Images for object localization
*** Begin section ***
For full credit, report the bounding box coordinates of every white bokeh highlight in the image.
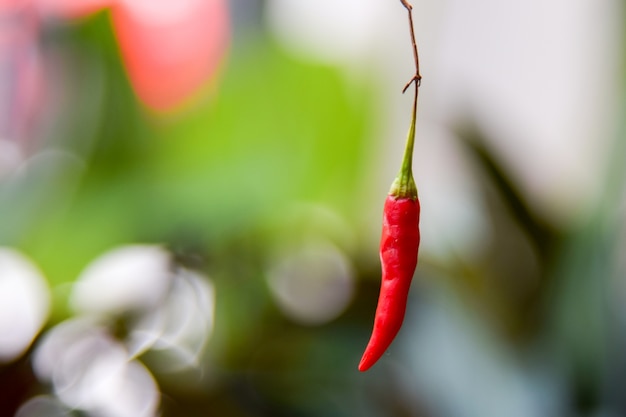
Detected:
[267,241,355,325]
[128,268,216,372]
[71,245,172,315]
[0,247,50,362]
[33,317,159,417]
[265,0,385,67]
[0,139,23,179]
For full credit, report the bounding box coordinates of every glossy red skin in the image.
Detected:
[359,195,420,372]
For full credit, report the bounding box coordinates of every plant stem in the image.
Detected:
[390,0,421,200]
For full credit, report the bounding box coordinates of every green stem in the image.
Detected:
[390,84,418,199]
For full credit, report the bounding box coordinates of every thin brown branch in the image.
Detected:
[399,0,421,95]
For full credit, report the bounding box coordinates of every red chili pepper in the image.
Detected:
[358,193,420,372]
[359,49,421,371]
[358,156,420,372]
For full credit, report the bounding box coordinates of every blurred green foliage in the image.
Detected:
[7,12,372,299]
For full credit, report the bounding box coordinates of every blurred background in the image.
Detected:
[1,0,625,416]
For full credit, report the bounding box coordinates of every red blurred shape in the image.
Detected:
[112,0,229,112]
[36,0,230,112]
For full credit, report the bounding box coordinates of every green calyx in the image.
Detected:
[389,94,418,200]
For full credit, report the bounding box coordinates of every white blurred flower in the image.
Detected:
[128,268,216,372]
[70,245,172,315]
[33,317,160,417]
[26,243,220,416]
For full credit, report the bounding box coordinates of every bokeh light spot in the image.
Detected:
[267,241,355,325]
[128,269,216,372]
[71,245,172,315]
[0,247,50,363]
[33,317,160,417]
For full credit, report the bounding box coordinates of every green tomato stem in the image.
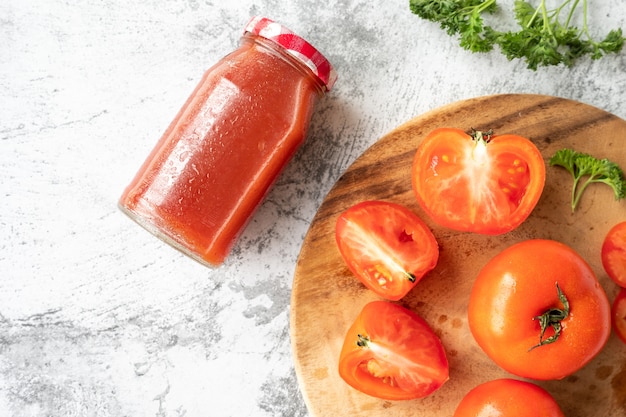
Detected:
[357,334,371,348]
[529,282,570,351]
[470,128,493,144]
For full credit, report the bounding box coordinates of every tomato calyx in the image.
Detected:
[357,334,371,347]
[530,282,570,351]
[470,128,493,144]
*** End section ***
What is being asked
Repeat the entries exactly, pictures left out.

Your response
For full credit, report the bounding box coordinates of every white bokeh highlight in the image.
Detected:
[267,241,355,325]
[128,268,216,372]
[71,245,172,315]
[0,247,50,362]
[33,317,159,417]
[265,0,385,67]
[0,139,23,179]
For full credit, report the bounding box coordinates of every glossy red skin in the image.
Detected:
[359,195,420,372]
For full credit, report the bounding box coordinates of every plant stem in the image.
Detected:
[390,0,421,200]
For full credit, report the bounding box coordinates of every green stem in the image.
Detected:
[390,84,418,199]
For full credit, report the bounding box coordinates of every thin brown branch in the image.
Detected:
[399,0,421,95]
For full credit, report the bounding box coordinates of every red chili pepper in the image.
Detected:
[358,193,420,372]
[359,49,421,371]
[358,156,420,372]
For full credit, report the bounding box coordinates of every blurred green foliage in the image.
Detected:
[7,12,372,299]
For full credit, report the bounding box coordinates of every blurred background in the image.
Detected:
[1,0,625,416]
For full credit, report the bounding box coordinates of every red blurred shape in the image.
Detected:
[112,0,229,112]
[36,0,230,112]
For full credit, report the bounding box coordinates of every green calyx in the image.
Detected:
[389,94,418,200]
For full credit, report the bounding box coordinates of every white blurred flower in the image.
Detected:
[128,268,216,372]
[70,245,172,315]
[33,317,160,417]
[26,243,220,416]
For full credit, report the bounding box coordinates of every bokeh light spot in the image.
Detected:
[267,241,355,325]
[128,269,216,372]
[71,245,172,315]
[0,247,50,363]
[33,317,160,417]
For full credit, report the bounding box coordinates of every green tomato stem in the image.
Detected:
[357,334,371,348]
[529,282,570,351]
[470,128,493,144]
For full credit, report the bounding box coordinates of every tomato calyx in the image.
Detected:
[357,334,371,347]
[530,282,570,351]
[470,128,493,144]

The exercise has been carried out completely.